§ WHAT THE EXERCISE ASKS
Retype the part of the text on sexual violence in war between "Thirdly, it affirms" and "seen as mutually-reinforcing.", inclusive.

§ SUPPLIED TEXT
· · · · ·

When the issue of sexual violence arose at Nuremberg after the Second World War, the Prosecutor said simply: “the Tribunal will forgive me if I avoid citing the atrocious details”. With these words, women’s suffering was silenced, obscured and stricken from the historical record. In today’s war-zones, mass rape remains “atrocious”, but it can no longer be dismissed as a “detail”. Today, international criminal law, reflected in the Rome Statute of the International Criminal Court and the jurisprudence of the ad hoc war crimes tribunals, is a vehicle for putting names to history’s most complex horrors; it lifts the “fog of war” to make women’s faces visible; increasing the scope of consequences for any perpetrator to consider.
Thirdly, it affirms the importance of women’s participation in all processes related to ending sexual violence, including through structured access to peace talks. In this respect it once again bolsters Resolution 1325. Whereas this earlier resolution broadly addresses the impact of war on women and their contribution to conflict resolution and sustainable peace, the new resolution focuses on sexual violence specifically. Women’s groups around the globe lobbied hard for both, and these two resolutions must be seen as mutually-reinforcing.
Sexual violence prevention is inseparable from the empowerment of women. This is equally true in situations of natural disaster. When society crumbles, as in the wake of the 2004 Indian Ocean tsunami or the recent cyclone in Myanmar, those least empowered suffer most. But the word “woman” is not synonymous with “victim”. For the UN, an integral element of what it means to “build back better” is building back women’s confidence, competence and credibility to participate in public life. Resolution 1820 makes clear that women must be at the forefront of all efforts taken on their behalf. Peace agreements represent “windows of opportunity” for inclusive reforms. But, as one woman activist from Burundi told the UN Peacebuilding Commission in March: “we don’t need a window through which to view a better future; we need a door through which to enter it”.
Finally, the resolution requests the Secretary-General to provide a comprehensive report on implementation and to devise a lasting solution for improving the flow of information on sexual violence to the Security Council. This is tremendously important. Improving the quality of data, reporting and trend analysis ends the self-perpetuating myth that sexual violence in conflict didn’t happen, because it didn’t feature in anyone’s reports. Better data on prevalence, patterns and the profile of perpetrators will be able to inform better responses at country level.

· · · · ·

§ EXCERPTED RECORDS

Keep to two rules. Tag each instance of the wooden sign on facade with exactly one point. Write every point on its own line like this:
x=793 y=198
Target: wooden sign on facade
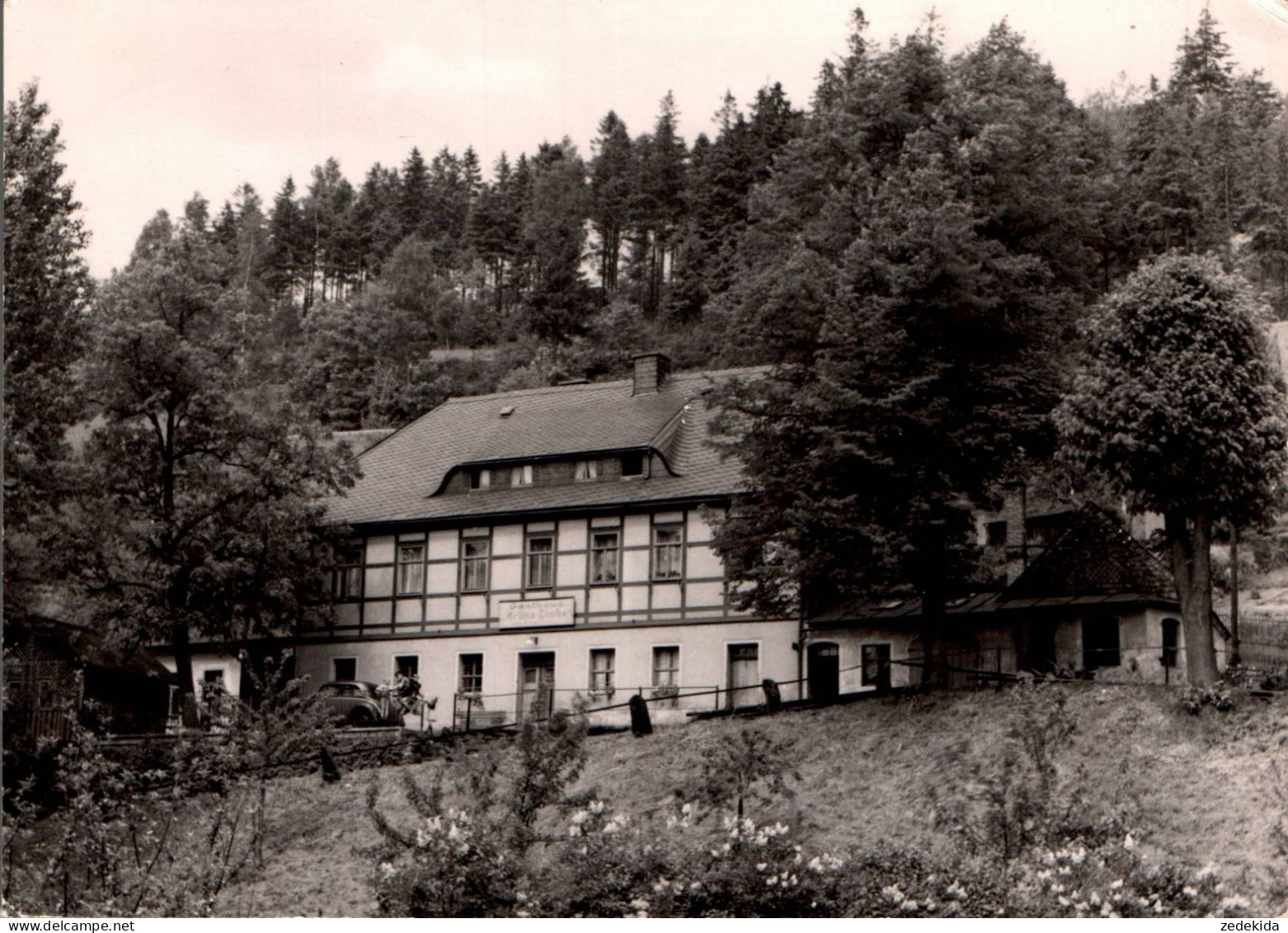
x=536 y=614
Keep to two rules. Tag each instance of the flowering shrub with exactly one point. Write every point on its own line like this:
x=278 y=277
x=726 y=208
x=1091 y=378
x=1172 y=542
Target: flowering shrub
x=1217 y=696
x=447 y=868
x=1113 y=879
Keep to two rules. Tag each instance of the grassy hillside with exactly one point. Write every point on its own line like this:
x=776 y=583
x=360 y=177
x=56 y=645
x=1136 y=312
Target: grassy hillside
x=1194 y=790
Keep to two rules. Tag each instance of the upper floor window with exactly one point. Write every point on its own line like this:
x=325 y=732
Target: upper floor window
x=541 y=561
x=411 y=568
x=667 y=552
x=346 y=577
x=632 y=464
x=996 y=532
x=474 y=556
x=604 y=552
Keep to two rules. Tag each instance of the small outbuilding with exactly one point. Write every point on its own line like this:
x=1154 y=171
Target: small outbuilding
x=54 y=671
x=1093 y=603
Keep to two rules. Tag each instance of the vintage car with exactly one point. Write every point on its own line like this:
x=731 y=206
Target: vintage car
x=360 y=703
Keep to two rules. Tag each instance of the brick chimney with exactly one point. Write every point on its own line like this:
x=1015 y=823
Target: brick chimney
x=651 y=371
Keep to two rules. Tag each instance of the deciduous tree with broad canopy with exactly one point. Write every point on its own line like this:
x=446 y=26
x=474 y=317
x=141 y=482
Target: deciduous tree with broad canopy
x=1178 y=405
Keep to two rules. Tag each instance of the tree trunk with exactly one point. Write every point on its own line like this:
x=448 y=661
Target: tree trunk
x=1234 y=659
x=183 y=671
x=1189 y=538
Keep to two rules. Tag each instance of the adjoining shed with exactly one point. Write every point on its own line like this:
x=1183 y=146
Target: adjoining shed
x=1095 y=602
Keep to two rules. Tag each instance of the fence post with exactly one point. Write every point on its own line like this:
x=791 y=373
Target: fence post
x=773 y=696
x=641 y=722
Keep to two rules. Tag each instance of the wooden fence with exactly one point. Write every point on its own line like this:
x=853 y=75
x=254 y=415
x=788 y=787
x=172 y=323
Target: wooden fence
x=1264 y=639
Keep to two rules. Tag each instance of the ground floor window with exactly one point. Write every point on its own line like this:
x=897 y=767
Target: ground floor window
x=1100 y=643
x=876 y=665
x=603 y=662
x=666 y=667
x=472 y=674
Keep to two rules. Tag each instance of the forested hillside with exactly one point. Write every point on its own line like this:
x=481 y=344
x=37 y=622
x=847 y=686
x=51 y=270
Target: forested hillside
x=726 y=247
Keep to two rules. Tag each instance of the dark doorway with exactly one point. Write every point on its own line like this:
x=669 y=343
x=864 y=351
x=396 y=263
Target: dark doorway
x=825 y=671
x=1040 y=648
x=744 y=676
x=536 y=685
x=1100 y=643
x=1171 y=642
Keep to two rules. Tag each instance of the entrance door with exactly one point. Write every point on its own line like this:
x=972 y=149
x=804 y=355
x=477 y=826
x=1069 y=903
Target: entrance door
x=536 y=685
x=1041 y=647
x=825 y=671
x=744 y=674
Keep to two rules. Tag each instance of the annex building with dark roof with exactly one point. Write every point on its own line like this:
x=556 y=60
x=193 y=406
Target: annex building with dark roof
x=1093 y=602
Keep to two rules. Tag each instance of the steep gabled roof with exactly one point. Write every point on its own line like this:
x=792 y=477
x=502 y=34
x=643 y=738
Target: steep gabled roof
x=1095 y=556
x=403 y=476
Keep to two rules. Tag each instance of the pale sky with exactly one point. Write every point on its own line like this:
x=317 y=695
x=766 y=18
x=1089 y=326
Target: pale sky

· · · · ·

§ RESULT OF THE TASK
Thirdly, it affirms the importance of women’s participation in all processes related to ending sexual violence, including through structured access to peace talks. In this respect it once again bolsters Resolution 1325. Whereas this earlier resolution broadly addresses the impact of war on women and their contribution to conflict resolution and sustainable peace, the new resolution focuses on sexual violence specifically. Women’s groups around the globe lobbied hard for both, and these two resolutions must be seen as mutually-reinforcing.